Louise Bought Me Expensive Hose

Hey, guess what? We STILL don’t know when we are moving house. Incredible isn’t it? With how quickly everything else has gone with the process so far it was nailed on that we’d be all sorted this week. Right?

Instead, it took all week, yes five working days, for a set of questions to go from our solicitors to the seller’s, get answered and get sent back. That doesn’t include our solicitor actually checking that they are happy with the answers. Oh no, that has been scheduled for next week, and if they do need further clarification, no doubt that will be another week down the swanny.

To say we are sick of the whole shit show is an understatement. We are trapped in this limbo of being half packed, but unable to do a massive list of tasks that can’t be done until we know when we will actually move.

In better news, after all sorts of shenanigans, stress and swearing, Rebecca and Tom are now scheduled to complete on their purchase on Tuesday. That is a relief and one worry off all our minds. At least they will be sorted and can crack on with the work and decorating it needs before they can move in.

Whoever finds a way to simplify, modernise and speed up the conveyancing process in the UK deserves to be a billionaire. It is literally unbelievable how unfit for purpose the whole thing is. As an example, despite the fact that legally, everything could still fall apart and we may not end up buying the house, we have had to take out buildings insurance on it, as the mortgage company insist on seeing that before they will release the money. So, if the worst happens, we will be the proud owner of an insurance policy on a house we don’t own, for a year.
====
Problems and tasks —
[A] Using the post about the delayed house move above, decide whether each statement agrees with it: (i) The questions took five working days to go between the solicitors and come back answered. (ii) Rebecca and Tom are scheduled to complete on their purchase on Friday. (iii) The mortgage company wants to see buildings insurance before releasing the money. For each, answer yes or no and quote the deciding words.
[B] In the entries below, rewrite the lines starting with the line containing "post with one point per instance." and going on through the end of the entries, changing "lamp post" to "street light" and leaving the rest as it is.
====
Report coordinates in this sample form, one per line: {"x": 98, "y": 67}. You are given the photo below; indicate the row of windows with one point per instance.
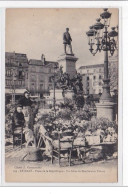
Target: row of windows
{"x": 94, "y": 77}
{"x": 16, "y": 83}
{"x": 95, "y": 83}
{"x": 95, "y": 70}
{"x": 19, "y": 73}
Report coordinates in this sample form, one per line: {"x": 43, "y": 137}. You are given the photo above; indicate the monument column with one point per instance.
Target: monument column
{"x": 68, "y": 64}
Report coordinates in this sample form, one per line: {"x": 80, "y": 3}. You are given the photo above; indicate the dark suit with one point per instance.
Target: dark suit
{"x": 67, "y": 38}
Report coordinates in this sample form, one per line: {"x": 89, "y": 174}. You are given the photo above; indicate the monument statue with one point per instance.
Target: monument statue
{"x": 67, "y": 41}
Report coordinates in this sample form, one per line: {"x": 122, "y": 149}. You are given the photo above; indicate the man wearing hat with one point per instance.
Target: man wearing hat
{"x": 18, "y": 120}
{"x": 67, "y": 41}
{"x": 25, "y": 100}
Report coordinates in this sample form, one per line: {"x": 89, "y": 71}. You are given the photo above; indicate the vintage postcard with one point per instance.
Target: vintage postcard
{"x": 61, "y": 95}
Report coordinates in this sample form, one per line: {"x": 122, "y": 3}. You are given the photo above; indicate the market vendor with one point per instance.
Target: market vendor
{"x": 18, "y": 120}
{"x": 26, "y": 103}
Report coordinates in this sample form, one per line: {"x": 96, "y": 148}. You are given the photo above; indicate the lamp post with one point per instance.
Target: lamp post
{"x": 14, "y": 78}
{"x": 100, "y": 39}
{"x": 54, "y": 88}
====
The solutions —
[A]
(i) Yes: "it took all week, yes five working days, for a set of questions to go from our solicitors to the seller’s, get answered and get sent back"
(ii) No: "Rebecca and Tom are now scheduled to complete on their purchase on Tuesday"
(iii) Yes: "the mortgage company insist on seeing that before they will release the money"

[B]
Report coordinates in this sample form, one per line: {"x": 96, "y": 148}. You are given the photo above; indicate the street light with one point per instance.
Target: street light
{"x": 14, "y": 78}
{"x": 100, "y": 39}
{"x": 54, "y": 88}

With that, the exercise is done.